INSTRUCTIONS FOR THE TASK: I need all the entries repeated exactly as written.

-- DATA SHOWN follows --

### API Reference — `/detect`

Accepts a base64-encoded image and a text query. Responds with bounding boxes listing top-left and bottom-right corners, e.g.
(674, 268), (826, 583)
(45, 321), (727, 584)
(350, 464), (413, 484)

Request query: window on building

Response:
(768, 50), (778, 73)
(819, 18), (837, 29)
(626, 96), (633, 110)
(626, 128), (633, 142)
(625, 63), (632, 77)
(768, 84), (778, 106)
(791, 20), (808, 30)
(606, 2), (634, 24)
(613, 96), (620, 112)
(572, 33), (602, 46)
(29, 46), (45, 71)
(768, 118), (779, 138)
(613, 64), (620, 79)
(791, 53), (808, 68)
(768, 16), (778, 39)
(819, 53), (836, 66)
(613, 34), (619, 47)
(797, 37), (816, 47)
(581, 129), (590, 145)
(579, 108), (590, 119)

-- DATA SHOWN concluded --

RESPONSE BELOW:
### API Reference — `/detect`

Accepts a base64-encoded image and a text query. Responds with bounding boxes listing top-left and bottom-right corners, e.g.
(674, 268), (826, 583)
(45, 321), (727, 584)
(350, 464), (413, 484)

Request query: window on building

Response:
(768, 50), (778, 73)
(819, 18), (837, 29)
(626, 96), (633, 110)
(626, 128), (633, 142)
(625, 63), (632, 77)
(768, 84), (778, 106)
(791, 20), (808, 30)
(606, 2), (634, 24)
(613, 96), (620, 112)
(572, 33), (602, 46)
(29, 46), (45, 71)
(768, 118), (779, 138)
(613, 64), (620, 79)
(791, 53), (808, 68)
(768, 16), (778, 39)
(819, 53), (836, 66)
(613, 34), (619, 47)
(797, 37), (816, 47)
(581, 129), (590, 145)
(579, 108), (590, 119)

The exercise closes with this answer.